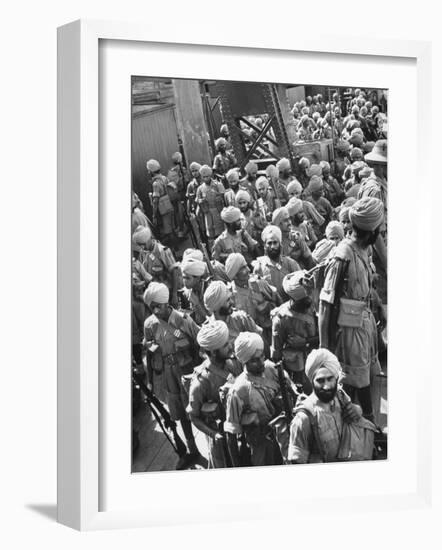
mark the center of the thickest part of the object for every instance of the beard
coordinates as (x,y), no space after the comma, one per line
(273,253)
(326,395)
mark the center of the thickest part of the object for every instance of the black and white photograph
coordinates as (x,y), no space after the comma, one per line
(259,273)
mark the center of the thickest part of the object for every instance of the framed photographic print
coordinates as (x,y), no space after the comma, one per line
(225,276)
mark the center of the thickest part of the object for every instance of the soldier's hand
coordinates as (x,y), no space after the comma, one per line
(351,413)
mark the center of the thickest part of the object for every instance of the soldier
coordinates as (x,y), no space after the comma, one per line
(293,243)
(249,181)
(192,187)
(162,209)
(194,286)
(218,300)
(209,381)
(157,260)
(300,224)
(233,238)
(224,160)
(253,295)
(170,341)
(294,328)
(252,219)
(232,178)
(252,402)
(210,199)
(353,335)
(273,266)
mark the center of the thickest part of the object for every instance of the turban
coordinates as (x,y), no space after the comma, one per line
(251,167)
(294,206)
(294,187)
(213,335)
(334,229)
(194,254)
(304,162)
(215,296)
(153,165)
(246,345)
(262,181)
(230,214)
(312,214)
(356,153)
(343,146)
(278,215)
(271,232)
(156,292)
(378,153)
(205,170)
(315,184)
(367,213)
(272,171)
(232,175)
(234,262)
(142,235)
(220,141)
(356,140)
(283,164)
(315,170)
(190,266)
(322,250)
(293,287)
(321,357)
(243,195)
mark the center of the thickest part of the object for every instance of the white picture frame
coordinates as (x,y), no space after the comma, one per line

### INSTRUCTIONS TO FOLLOW
Make an exact copy of the listing above. Do not include the pictures.

### WRITTEN ANSWER
mark the center of the thickest part of the object for every instance of the beard
coordinates as (x,y), no space after the comma, one per line
(273,253)
(326,395)
mark the center of the thickest part of the object for every instance of the black and white photograph
coordinates as (x,y), no space after the comma, one per line
(259,273)
mark the center of the thickest part of the object for every instance of the framed photographic print
coordinates as (x,y), no space after the comma, one per line
(225,276)
mark the center of the thickest part of the object for every instance of the soldier's hand
coordinates as (x,y), no space after the comma, one per line
(351,413)
mark the center of the thickest part of the object for every instance of the soldier
coordinates as (x,y), no space after the comma, one per line
(293,243)
(249,181)
(192,187)
(162,209)
(194,286)
(218,300)
(209,381)
(157,260)
(300,224)
(233,238)
(224,160)
(253,295)
(170,341)
(294,328)
(252,219)
(232,178)
(252,402)
(210,199)
(353,335)
(273,266)
mark the center of the thickest part of the object for every instance of the turban
coordinates as (x,y), no space after the comma, one per line
(251,167)
(294,206)
(294,187)
(213,335)
(334,229)
(194,254)
(304,162)
(215,296)
(153,165)
(246,345)
(262,181)
(230,214)
(312,214)
(356,153)
(343,146)
(278,215)
(271,232)
(156,292)
(378,153)
(205,170)
(315,184)
(367,213)
(272,171)
(232,175)
(234,262)
(142,235)
(220,141)
(356,140)
(283,164)
(315,170)
(190,266)
(322,250)
(293,287)
(321,357)
(243,195)
mark the center of the thickest part of the object for every instance of the white picture frame
coordinates as (x,y), no space after the comma, one per line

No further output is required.